**Excerpt provided**

▬▬▬▬▬▬▬▬▬▬

Like Chan, other breakup entrepreneurs have launched retreat services in locations as far apart as Australia and the United Kingdom. According to Chan, her retreats are always fully booked (attendance is capped at 20 people).

The personal breakups that led the founders of these companies to shape this new industry vary, but there’s a common theme: the belief that the end of a relationship can be the start of something better.

“A breakup is the shake-up you need to redirect your life,” says Chan. “I knew that I had to be the one to create a safe space for people to heal and also rewire their patterns so they could move forward in a healthy way.”

These entrepreneurs are hoping to carve out space for themselves in a massive global “love industry” — the marriage market alone is worth $300 billion — by targeting different aspects of what people need after a heartbreak. “Breakups are hard,” says Onward’s Meck. “In a typical breakup, the partners [who have been cohabiting] have to figure out who moves out and who owes how much security to the other, what happens to the furniture, who gets to take the dog and also how to heal.” That’s where Onward comes in. It offers three plans based on the needs of customers: a “10-day reboot” for $99, a “30-day recharge” for $175 and a “three-month recalibrate” for $500. “Eventually, we are hoping both partners come to us,” Meck says, so Onward can provide a concierge to each.

▬▬▬▬▬▬▬▬▬▬

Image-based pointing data
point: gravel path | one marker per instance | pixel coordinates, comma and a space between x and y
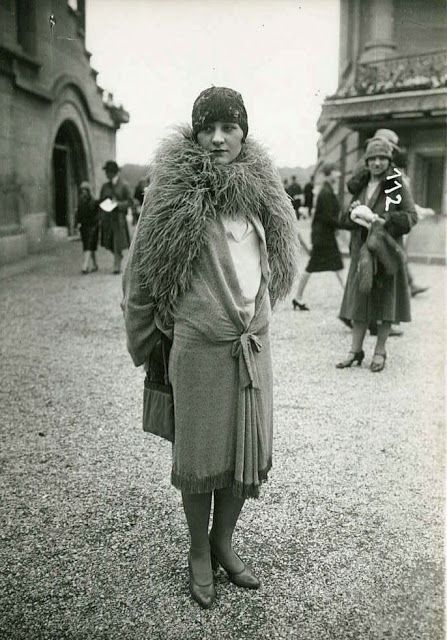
347, 536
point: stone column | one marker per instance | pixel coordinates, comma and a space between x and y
380, 43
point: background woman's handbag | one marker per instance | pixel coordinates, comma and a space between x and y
158, 401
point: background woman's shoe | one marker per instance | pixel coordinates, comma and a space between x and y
300, 306
415, 290
356, 356
378, 362
245, 578
203, 594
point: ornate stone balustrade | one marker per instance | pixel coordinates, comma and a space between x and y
410, 73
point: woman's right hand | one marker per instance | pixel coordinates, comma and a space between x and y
354, 204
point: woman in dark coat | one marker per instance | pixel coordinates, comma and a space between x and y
388, 299
325, 254
87, 217
215, 248
114, 231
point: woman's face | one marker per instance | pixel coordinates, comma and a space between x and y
378, 165
223, 140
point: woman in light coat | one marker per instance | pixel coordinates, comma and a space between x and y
388, 202
214, 250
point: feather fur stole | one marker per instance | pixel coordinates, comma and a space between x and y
187, 189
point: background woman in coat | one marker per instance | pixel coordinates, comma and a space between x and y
388, 301
214, 249
114, 231
325, 254
87, 218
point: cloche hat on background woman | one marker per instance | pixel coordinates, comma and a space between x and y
378, 147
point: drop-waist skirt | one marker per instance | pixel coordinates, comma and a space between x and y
223, 429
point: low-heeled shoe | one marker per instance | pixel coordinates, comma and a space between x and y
204, 595
245, 578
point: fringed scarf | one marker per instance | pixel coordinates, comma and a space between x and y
187, 189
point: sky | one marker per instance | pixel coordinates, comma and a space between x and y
155, 56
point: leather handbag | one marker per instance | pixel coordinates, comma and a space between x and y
158, 400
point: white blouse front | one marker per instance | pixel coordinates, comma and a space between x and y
243, 243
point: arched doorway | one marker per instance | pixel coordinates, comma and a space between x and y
69, 170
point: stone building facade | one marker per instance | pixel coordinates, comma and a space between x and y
393, 74
57, 128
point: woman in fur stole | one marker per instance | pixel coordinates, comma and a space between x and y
214, 250
388, 301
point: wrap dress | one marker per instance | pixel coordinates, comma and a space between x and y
221, 374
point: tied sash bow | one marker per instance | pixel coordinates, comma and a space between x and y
244, 349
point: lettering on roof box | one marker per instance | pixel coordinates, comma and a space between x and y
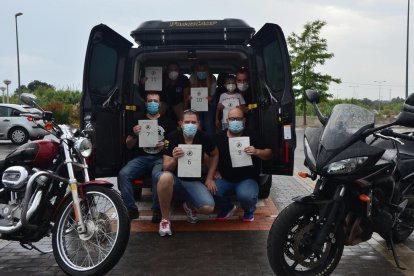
192, 23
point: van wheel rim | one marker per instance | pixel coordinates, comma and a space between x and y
18, 136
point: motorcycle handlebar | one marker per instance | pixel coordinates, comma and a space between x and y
390, 132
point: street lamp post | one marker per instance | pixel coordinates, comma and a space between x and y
18, 60
2, 90
379, 93
7, 82
406, 55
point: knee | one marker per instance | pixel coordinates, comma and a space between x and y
206, 209
165, 180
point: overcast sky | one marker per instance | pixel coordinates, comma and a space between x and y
368, 37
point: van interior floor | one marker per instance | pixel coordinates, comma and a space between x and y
265, 214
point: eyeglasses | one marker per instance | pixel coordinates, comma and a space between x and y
232, 119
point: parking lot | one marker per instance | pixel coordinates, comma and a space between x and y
232, 249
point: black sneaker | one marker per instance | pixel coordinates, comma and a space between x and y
133, 214
156, 216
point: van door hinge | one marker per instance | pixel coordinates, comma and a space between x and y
131, 107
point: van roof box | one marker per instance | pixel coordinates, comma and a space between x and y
207, 32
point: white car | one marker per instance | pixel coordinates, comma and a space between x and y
19, 129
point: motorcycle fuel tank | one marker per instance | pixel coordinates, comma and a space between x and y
39, 154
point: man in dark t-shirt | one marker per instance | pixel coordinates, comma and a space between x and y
239, 180
147, 158
197, 195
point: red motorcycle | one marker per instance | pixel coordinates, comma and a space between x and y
46, 190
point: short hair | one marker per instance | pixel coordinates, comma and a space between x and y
154, 93
190, 112
243, 70
229, 77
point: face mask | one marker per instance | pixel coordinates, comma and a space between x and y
153, 107
173, 75
231, 87
189, 130
201, 75
236, 126
242, 86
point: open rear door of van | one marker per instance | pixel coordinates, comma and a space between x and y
276, 98
102, 97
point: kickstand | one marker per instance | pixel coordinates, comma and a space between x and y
391, 247
30, 246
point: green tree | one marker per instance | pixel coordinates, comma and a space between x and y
308, 50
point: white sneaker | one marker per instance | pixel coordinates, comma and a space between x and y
165, 228
191, 214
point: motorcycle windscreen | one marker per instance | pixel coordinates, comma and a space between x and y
276, 98
345, 121
102, 97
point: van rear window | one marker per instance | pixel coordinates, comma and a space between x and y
102, 69
275, 76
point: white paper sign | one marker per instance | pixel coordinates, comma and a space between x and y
287, 131
190, 164
199, 100
148, 136
228, 105
238, 157
154, 78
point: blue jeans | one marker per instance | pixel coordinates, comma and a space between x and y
193, 192
134, 169
246, 191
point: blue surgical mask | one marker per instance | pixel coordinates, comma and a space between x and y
201, 75
153, 107
189, 130
236, 126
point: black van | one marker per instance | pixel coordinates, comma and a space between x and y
113, 67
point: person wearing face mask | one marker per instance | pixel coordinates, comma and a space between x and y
147, 159
241, 181
175, 87
203, 78
227, 99
195, 192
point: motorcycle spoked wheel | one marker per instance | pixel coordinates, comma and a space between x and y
403, 230
287, 243
104, 243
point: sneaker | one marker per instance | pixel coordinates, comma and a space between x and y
191, 214
248, 217
133, 213
156, 216
165, 228
225, 214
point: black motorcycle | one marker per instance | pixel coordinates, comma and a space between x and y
365, 184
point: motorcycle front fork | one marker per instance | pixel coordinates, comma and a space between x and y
331, 218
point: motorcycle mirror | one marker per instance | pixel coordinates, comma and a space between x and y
312, 96
28, 99
409, 104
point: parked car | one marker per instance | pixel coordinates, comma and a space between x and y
19, 129
113, 69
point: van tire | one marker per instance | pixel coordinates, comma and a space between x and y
265, 185
18, 135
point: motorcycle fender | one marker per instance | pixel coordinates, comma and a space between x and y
81, 191
311, 199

▬▬▬▬▬▬▬▬▬▬

**Exercises**
1 > Summarize the excerpt about breakup entrepreneurs in two sentences.
2 > Write the next part of the excerpt about breakup entrepreneurs, picking up after its final sentence.
The material plays no role in this.

**Results**
1 > Breakup entrepreneurs like Chan have launched retreat services in places as far apart as Australia and the United Kingdom, and they share the belief that the end of a relationship can be the start of something better. They aim to claim a place in the massive global "love industry" by targeting different post-breakup needs, as Onward does with three plans ranging from a $99 "10-day reboot" to a $500 "three-month recalibrate."

2 >
Such services also help people clear their head after a breakup, assert the healing-from-heartbreak experts. “Immediately following my breakup, there were so many different things to deal with, it was difficult figuring out which to prioritize first,” says Danielle from New York. That’s where Onward helped, she says.

Chan, who also invites a comedian to the Bootcamp retreat, arranges a professional photoshoot for each participant “to commemorate their new you.” Currently, her boot camp is for women only, but she hopes to have one for men too. “We don’t just do talk therapy, we utilize various healing modalities — from psychological, scientific, spiritual, emotional to somatic,” she says. Participants “are also surrounded by a community of women who are going through the same thing.” Chan believes there’s a beautiful, supportive sisterhood that forms and continues after the retreat — she has hosted women of different sexual orientations and backgrounds from ages 19 to 68.

Meck, on the other hand, has found that Onward appeals more to men than to women — their male-female client ratio right now is 60-to-40. Juarez provides clients with a 28-page breakup recovery guide and also offers a master class on how to deal with divorces and breakups. In her “Breakup Clinic,” she provides access to articles, books, podcasts and videos on breakups and divorces. “It became my mission to help others make sense of their love lives,” Juarez says of the broken engagement in 2010 that led her to her calling.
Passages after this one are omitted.